◆ Task details
Check every line of the entries for the string "detect" and return the ones that contain it.

Collection entries
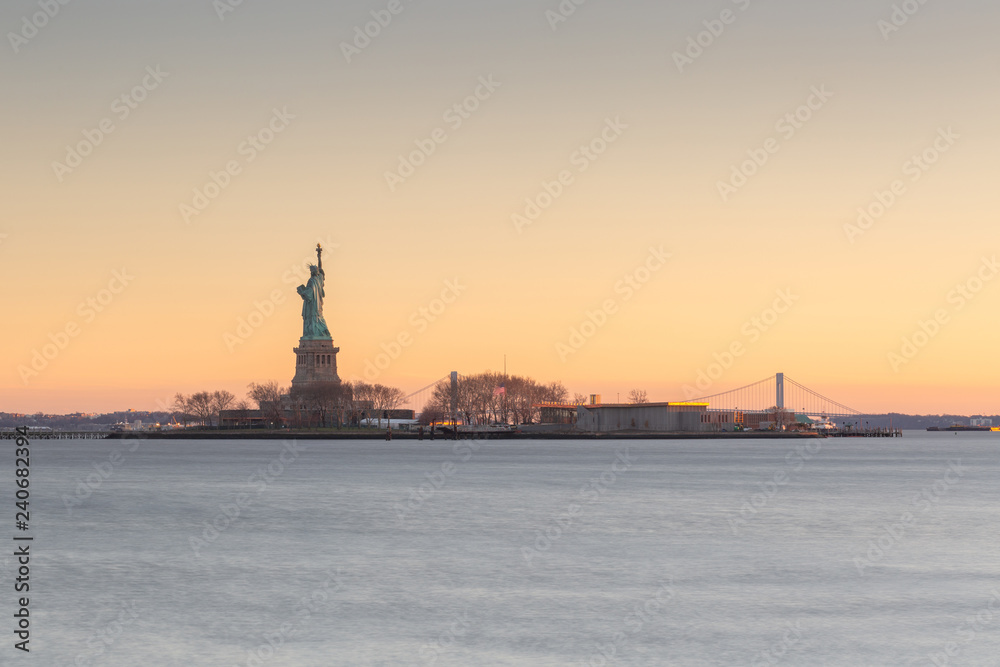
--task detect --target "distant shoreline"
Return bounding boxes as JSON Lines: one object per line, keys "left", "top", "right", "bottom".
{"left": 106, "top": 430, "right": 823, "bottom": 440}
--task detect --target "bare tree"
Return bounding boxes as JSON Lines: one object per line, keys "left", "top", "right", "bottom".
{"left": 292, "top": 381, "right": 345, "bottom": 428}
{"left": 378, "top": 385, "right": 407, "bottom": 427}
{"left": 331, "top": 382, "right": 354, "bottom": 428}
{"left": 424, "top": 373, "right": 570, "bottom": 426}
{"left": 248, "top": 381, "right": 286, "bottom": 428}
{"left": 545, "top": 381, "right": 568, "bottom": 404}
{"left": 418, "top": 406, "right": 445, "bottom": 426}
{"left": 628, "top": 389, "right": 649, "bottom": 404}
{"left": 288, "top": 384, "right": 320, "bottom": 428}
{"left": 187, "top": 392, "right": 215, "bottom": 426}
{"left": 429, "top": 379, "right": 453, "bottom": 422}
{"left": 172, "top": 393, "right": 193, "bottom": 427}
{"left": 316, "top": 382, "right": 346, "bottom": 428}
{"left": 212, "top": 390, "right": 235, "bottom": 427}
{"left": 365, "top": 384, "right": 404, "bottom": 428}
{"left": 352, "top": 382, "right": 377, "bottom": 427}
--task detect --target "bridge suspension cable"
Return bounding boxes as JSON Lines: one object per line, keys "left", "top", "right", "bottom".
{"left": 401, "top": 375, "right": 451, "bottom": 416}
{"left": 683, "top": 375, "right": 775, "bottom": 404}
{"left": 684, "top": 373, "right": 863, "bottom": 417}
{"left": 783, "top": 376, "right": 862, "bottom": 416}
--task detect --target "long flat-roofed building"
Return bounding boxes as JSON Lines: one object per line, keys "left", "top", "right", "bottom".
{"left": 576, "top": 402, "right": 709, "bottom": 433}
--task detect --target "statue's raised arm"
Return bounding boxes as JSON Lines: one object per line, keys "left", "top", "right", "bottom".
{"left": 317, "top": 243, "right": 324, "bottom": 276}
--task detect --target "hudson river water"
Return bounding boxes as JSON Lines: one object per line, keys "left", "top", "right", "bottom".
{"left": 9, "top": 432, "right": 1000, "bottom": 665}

◆ Exercise solution
--task detect --target "distant shoreline"
--task detect --target "bare tree"
--task detect --target "bridge suspension cable"
--task detect --target "long flat-roofed building"
--task detect --target "statue's raised arm"
--task detect --target "hudson river water"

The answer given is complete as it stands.